(begin)
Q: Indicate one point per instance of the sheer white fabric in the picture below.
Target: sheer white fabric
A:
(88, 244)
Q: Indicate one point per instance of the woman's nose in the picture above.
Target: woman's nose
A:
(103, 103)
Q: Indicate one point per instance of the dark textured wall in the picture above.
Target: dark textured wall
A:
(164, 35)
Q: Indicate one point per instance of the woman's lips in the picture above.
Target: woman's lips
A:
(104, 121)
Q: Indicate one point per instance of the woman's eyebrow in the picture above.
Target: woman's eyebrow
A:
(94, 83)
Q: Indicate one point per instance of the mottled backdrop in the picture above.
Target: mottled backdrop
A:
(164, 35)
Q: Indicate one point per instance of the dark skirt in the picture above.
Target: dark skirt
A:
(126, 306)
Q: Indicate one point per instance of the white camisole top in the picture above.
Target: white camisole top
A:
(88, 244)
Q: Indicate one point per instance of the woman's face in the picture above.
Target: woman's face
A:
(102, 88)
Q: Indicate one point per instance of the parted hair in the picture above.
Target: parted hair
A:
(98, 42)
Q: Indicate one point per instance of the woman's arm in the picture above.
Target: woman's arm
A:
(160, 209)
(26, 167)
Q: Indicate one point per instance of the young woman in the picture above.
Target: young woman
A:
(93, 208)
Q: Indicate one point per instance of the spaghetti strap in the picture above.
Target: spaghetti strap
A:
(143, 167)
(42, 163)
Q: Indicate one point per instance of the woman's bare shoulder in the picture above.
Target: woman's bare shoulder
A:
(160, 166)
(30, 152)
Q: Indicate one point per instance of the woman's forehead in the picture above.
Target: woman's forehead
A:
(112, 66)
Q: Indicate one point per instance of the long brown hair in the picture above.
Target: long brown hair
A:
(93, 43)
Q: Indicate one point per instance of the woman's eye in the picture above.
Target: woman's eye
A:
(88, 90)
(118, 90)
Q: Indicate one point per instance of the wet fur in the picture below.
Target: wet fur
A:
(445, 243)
(end)
(begin)
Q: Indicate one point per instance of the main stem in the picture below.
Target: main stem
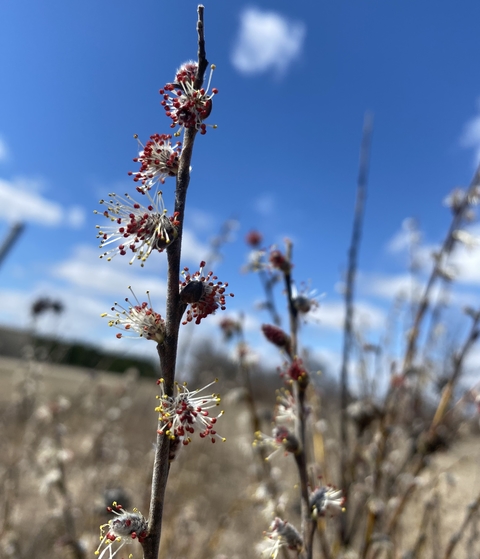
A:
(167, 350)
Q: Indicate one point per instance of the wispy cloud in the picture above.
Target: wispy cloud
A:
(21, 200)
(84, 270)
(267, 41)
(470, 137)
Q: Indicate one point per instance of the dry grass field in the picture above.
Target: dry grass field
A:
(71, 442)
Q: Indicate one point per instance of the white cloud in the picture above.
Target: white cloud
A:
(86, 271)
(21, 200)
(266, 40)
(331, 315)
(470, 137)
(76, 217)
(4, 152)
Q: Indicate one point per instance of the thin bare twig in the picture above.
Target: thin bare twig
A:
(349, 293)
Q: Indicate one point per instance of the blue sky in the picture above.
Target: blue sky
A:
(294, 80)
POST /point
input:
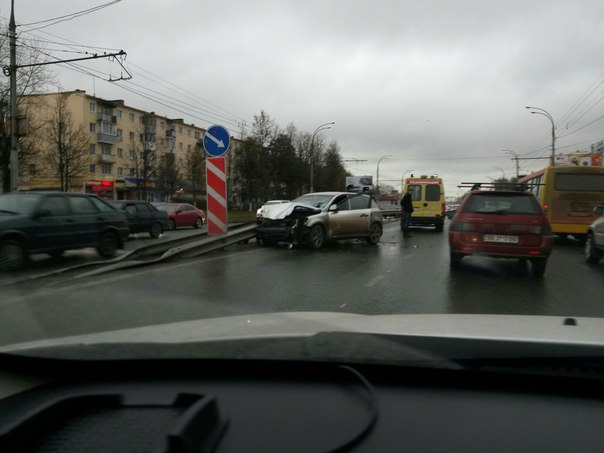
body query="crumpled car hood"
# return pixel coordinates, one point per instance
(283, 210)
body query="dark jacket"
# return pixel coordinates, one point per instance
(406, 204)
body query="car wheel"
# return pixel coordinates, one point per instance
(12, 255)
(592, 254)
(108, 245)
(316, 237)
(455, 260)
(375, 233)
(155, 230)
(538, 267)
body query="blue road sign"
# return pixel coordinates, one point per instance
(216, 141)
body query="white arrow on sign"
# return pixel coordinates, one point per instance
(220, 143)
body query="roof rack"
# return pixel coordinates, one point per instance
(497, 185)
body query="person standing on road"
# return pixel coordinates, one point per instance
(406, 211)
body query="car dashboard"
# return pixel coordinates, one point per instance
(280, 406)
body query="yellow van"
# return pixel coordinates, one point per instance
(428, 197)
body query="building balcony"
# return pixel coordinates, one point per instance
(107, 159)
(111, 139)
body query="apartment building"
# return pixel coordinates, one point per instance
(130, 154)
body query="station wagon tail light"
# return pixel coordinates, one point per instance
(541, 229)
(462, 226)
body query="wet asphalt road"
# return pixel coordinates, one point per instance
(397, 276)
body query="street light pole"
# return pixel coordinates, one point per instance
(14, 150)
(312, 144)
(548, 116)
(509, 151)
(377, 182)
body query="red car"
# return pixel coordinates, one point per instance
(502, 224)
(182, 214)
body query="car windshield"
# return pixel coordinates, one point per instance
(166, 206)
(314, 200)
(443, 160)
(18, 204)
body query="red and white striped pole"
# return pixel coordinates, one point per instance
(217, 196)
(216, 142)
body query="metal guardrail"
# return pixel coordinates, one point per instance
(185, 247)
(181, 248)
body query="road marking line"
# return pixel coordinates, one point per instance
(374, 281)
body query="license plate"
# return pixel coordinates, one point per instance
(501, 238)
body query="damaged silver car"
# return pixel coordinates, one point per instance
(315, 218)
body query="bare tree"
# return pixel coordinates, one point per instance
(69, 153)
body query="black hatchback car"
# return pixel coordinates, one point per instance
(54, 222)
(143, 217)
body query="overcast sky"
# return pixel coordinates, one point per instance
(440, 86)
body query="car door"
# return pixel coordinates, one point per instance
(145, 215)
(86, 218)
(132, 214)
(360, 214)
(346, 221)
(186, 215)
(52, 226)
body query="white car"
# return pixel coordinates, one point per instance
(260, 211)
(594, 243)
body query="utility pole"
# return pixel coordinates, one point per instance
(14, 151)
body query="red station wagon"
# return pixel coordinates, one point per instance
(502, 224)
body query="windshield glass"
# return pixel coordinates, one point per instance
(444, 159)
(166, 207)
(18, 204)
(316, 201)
(end)
* **Task**
Show every line of the material above that contains the string "field", copying each such line in full. Matching is case-sensitive.

* **Exercise result**
Q: Indicate one point per instance of the dry grass field in the picture above.
Target: dry grass field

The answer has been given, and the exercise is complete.